Segment Open

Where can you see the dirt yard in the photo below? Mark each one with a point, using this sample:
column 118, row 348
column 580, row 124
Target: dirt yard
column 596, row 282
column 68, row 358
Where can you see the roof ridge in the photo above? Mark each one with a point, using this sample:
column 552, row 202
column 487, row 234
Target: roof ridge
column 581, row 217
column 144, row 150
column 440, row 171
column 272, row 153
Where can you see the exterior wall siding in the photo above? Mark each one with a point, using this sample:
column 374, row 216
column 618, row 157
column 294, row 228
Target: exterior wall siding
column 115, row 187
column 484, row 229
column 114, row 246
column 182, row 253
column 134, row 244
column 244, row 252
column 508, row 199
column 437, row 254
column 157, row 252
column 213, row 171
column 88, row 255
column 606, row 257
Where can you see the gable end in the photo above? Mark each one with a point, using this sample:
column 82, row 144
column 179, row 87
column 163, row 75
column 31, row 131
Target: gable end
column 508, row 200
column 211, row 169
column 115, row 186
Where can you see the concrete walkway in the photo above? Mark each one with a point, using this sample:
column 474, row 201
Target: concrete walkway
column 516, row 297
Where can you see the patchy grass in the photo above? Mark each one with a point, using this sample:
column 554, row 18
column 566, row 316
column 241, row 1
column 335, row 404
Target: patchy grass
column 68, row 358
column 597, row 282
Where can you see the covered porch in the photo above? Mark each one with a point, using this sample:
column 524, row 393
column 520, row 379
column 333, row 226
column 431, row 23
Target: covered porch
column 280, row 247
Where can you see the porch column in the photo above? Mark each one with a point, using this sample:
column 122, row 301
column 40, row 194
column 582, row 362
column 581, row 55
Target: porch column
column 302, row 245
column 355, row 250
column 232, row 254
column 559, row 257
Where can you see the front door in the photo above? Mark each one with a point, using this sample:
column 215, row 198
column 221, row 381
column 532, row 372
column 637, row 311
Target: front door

Segment Closed
Segment Open

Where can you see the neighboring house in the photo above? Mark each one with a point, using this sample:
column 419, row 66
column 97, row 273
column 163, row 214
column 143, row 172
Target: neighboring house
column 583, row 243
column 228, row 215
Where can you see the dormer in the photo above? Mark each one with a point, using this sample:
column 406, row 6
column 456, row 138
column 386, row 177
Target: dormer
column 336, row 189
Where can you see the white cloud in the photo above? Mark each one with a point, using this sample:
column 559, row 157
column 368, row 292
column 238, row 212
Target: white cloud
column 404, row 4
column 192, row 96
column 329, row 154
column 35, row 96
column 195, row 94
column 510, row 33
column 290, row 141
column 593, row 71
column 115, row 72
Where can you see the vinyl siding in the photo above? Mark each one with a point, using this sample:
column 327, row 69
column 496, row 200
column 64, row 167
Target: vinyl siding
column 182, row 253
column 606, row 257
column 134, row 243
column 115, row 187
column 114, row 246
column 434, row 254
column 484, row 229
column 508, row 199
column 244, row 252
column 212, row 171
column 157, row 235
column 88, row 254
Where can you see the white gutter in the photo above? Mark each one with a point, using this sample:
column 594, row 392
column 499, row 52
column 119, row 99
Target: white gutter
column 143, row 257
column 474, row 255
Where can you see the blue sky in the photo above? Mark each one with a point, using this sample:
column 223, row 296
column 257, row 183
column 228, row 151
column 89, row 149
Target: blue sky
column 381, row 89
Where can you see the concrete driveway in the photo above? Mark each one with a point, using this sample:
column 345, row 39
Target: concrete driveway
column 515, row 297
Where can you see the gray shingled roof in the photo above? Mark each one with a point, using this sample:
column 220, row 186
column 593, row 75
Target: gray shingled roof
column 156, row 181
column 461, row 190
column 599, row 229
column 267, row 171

Segment Closed
Segment Open

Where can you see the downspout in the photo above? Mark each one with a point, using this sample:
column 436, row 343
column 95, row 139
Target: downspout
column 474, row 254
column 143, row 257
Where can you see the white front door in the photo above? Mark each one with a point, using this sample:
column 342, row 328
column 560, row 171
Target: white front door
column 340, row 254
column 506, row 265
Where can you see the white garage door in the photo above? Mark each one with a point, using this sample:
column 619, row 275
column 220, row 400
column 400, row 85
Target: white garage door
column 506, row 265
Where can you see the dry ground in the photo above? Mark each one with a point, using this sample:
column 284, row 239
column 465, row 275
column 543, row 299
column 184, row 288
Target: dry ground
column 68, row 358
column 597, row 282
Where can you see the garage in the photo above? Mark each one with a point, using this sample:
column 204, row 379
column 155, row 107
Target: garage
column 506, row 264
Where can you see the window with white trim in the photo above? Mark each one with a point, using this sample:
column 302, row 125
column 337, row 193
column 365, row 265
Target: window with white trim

Segment Closed

Once you have checked every line of the material above, return the ones that hold the string "window".

Where can you see the window with white trim in the photo above? Mark each one with a point, using this sample:
Target: window with white trim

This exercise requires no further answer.